Stored data entries:
┌──

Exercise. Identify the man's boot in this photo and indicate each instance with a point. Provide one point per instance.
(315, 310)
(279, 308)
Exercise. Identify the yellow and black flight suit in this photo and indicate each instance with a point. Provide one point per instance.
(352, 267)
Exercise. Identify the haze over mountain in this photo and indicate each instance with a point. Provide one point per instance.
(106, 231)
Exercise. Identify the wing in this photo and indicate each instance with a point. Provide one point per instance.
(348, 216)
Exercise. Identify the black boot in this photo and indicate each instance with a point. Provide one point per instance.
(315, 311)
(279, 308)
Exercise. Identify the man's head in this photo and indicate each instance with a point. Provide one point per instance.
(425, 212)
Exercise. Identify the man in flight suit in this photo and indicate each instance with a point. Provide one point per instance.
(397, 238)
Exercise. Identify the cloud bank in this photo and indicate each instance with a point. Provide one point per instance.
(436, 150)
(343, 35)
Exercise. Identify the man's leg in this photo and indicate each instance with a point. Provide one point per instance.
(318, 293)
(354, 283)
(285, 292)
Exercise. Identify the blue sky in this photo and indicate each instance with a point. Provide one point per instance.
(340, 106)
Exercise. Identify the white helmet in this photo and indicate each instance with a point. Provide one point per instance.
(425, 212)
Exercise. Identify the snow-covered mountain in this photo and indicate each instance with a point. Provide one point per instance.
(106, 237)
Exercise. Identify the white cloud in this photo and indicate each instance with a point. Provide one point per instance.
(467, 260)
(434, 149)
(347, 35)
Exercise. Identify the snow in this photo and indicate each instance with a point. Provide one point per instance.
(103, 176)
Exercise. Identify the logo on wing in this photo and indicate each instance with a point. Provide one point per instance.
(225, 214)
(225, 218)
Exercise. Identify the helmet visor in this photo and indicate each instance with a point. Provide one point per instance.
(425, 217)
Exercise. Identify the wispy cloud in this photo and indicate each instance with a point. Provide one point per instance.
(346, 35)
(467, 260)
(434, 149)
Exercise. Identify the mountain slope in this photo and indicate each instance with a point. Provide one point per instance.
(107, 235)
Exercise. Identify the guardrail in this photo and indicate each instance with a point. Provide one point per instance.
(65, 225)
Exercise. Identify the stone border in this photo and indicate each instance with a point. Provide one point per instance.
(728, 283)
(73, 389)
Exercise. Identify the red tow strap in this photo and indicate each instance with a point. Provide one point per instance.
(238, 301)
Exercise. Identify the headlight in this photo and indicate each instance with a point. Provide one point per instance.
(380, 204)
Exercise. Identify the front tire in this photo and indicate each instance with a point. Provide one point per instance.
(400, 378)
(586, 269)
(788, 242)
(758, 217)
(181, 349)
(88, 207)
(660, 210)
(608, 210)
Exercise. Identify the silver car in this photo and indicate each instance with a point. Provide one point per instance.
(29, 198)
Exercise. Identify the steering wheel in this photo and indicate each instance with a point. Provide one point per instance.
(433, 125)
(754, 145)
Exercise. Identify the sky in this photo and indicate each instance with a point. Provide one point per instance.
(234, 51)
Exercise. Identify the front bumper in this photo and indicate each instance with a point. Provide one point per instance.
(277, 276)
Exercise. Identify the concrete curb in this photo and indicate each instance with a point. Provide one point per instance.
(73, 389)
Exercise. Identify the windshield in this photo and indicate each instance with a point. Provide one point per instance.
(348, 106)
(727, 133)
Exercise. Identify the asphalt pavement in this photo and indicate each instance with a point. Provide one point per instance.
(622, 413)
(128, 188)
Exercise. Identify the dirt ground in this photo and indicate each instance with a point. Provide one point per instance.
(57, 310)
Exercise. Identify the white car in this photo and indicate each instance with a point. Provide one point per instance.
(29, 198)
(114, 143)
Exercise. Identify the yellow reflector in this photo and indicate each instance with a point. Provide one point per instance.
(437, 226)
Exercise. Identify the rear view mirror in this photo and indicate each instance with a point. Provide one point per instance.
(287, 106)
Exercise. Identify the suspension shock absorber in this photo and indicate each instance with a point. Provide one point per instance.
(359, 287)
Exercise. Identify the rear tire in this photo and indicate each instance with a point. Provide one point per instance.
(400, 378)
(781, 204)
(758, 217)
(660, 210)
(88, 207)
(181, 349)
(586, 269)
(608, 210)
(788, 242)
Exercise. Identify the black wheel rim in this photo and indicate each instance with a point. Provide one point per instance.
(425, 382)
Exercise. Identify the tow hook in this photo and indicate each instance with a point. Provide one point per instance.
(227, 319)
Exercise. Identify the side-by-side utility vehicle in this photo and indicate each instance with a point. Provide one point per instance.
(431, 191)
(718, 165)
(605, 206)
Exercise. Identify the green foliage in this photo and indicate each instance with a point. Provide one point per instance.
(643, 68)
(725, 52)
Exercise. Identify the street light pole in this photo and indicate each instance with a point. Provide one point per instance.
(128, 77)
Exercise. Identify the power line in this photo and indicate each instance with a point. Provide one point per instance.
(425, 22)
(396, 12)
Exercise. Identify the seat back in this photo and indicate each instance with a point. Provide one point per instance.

└──

WORK TO COMPLETE:
What is needed is an exact repetition of all the entries above.

WRITTEN RESPONSE:
Exercise. Identify the man's boot in this photo and indicate each instance with a point. Provide one point per instance.
(315, 310)
(279, 308)
Exercise. Identify the yellow and black flight suit in this photo and indicate each instance with a point. Provide one point per instance.
(352, 267)
Exercise. Identify the haze over mountain in this photo and indicate each instance with a point. Provide one point per instance.
(106, 231)
Exercise. Identify the wing in this photo and indicate each instance with a point. Provide one point per instance.
(348, 216)
Exercise. Identify the black boot in this photo and indicate each instance with a point. Provide one point per instance.
(315, 311)
(279, 308)
Exercise. Identify the man's head in this photo and indicate each instance with a point. Provide one point per instance.
(425, 212)
Exercise. Identify the man in flight suit in this photo and indicate each instance with a point. Provide one point per instance.
(397, 238)
Exercise. Identify the cloud bank in this photo and indicate each instance with a point. Provide one point per instance.
(436, 150)
(343, 35)
Exercise. Identify the man's leg in this photo and indicate each instance with a point. Provide one point per instance.
(318, 293)
(354, 283)
(285, 292)
Exercise. Identify the blue sky in this photo and indicate each instance with a point. Provide one point per instance.
(340, 106)
Exercise. Identify the white helmet in this photo and indicate each instance with a point. Provide one point per instance.
(425, 212)
Exercise. Identify the snow-covered mountain in this photo and indicate each instance with a point. Provide one point per instance.
(106, 237)
Exercise. Identify the white cloud in this photo and indicate each instance with a point. Provide one point per instance.
(467, 260)
(434, 149)
(347, 35)
Exercise. Identify the snow in this photo and indicate each instance with a point. Provide one point per instance.
(103, 176)
Exercise. Identify the logo on wing in this photo and indicate each instance with a point. Provide one point per instance.
(225, 214)
(225, 218)
Exercise. Identify the helmet visor in this photo and indicate each instance with a point. Provide one point per instance.
(425, 217)
Exercise. Identify the wispy cloud in this photo and indicate each instance with a point. Provide one point per instance.
(346, 35)
(467, 260)
(434, 149)
Exercise. Identify the mountain slope in this photo and indicate each instance with a point. Provide one point per instance.
(107, 235)
Exercise. Identify the guardrail in this photo and indicate each instance with a point. Provide one point per instance.
(65, 225)
Exercise. Identify the stone border in this photo and indicate each instance with a point. Provide one point per instance.
(728, 283)
(73, 389)
Exercise. Identify the red tow strap in this photo and indicate each instance with a point. Provide one point per instance.
(238, 301)
Exercise. Identify the headlight in this photo and indicate each instance with a point. Provide one point per instance.
(380, 204)
Exercise. Identify the front tire in this photo and indicate each instance with a point. Provide one point per instance.
(400, 378)
(586, 269)
(788, 242)
(758, 217)
(181, 349)
(88, 207)
(660, 210)
(608, 210)
Exercise. Identify the silver car in this photo and indicate each instance with a point. Provide one point per instance.
(29, 198)
Exercise. Identify the steering wheel in this photo and indicate each instance with a point. Provide one point per instance.
(433, 125)
(754, 145)
Exercise. Identify the sky in this photo and indicate each instance with a point. Provide one point per instance.
(234, 51)
Exercise. Identify the front bumper in this photo and indicate each instance with a point. Provide one point per instance.
(277, 276)
Exercise. Identify the concrete curb in this photo and indicate each instance with a point. Provide one point per instance.
(73, 389)
Exercise. Identify the windshield in this photo and indicate each instance with a point. Provide one point per instance.
(348, 106)
(727, 133)
Exercise. Identify the asphalt pavement in this photo and indicate each instance with a point. Provide one point per instance.
(622, 413)
(128, 188)
Exercise. Identify the dirt ground in this photo and indicate each instance with a point. Provide one point per instance.
(57, 310)
Exercise. Identify the white car in this photo and indicate each instance with a point. Provide one point per instance.
(29, 198)
(114, 143)
Exercise. Identify the yellow reflector in this photo and indicate each instance with a point. Provide one point per instance.
(437, 226)
Exercise. Identify the rear view mirror in this photo and indicate each instance with a point. Provide one point per instance.
(287, 106)
Exercise. Identify the suspension shock absorber in this photo and indicate each instance with a point. Provide one point per instance.
(359, 287)
Exercise. Identify the rear tire in this photo and indicate each instance with a point. Provide one point per instance.
(400, 378)
(781, 204)
(758, 217)
(660, 210)
(88, 207)
(181, 349)
(586, 269)
(608, 210)
(788, 242)
Exercise. Identify the black wheel rim in this photo and indicate each instance with a point. Provide one point per instance.
(425, 382)
Exercise. Identify the tow hook in this photo and indicate each instance with a point. Provide one point per instance.
(227, 319)
Exercise. Identify the side-by-side utility vehicle in this photo and indicate each instance with a point. Provide one point per instance.
(431, 191)
(718, 165)
(605, 206)
Exercise. Identify the green foliage in this photo and indicate each instance with a point. Provide one point per instance.
(643, 68)
(725, 52)
Exercise. Identify the street light pole in this photo and indicate each instance with a point. Provide one point per instance.
(128, 77)
Exercise. Identify the power line in this photo and indicate each instance with a point. Provide one point per instance.
(425, 22)
(396, 12)
Exercise. Identify the seat back in this photo and indicate each instance with a point. Provide one point per instance.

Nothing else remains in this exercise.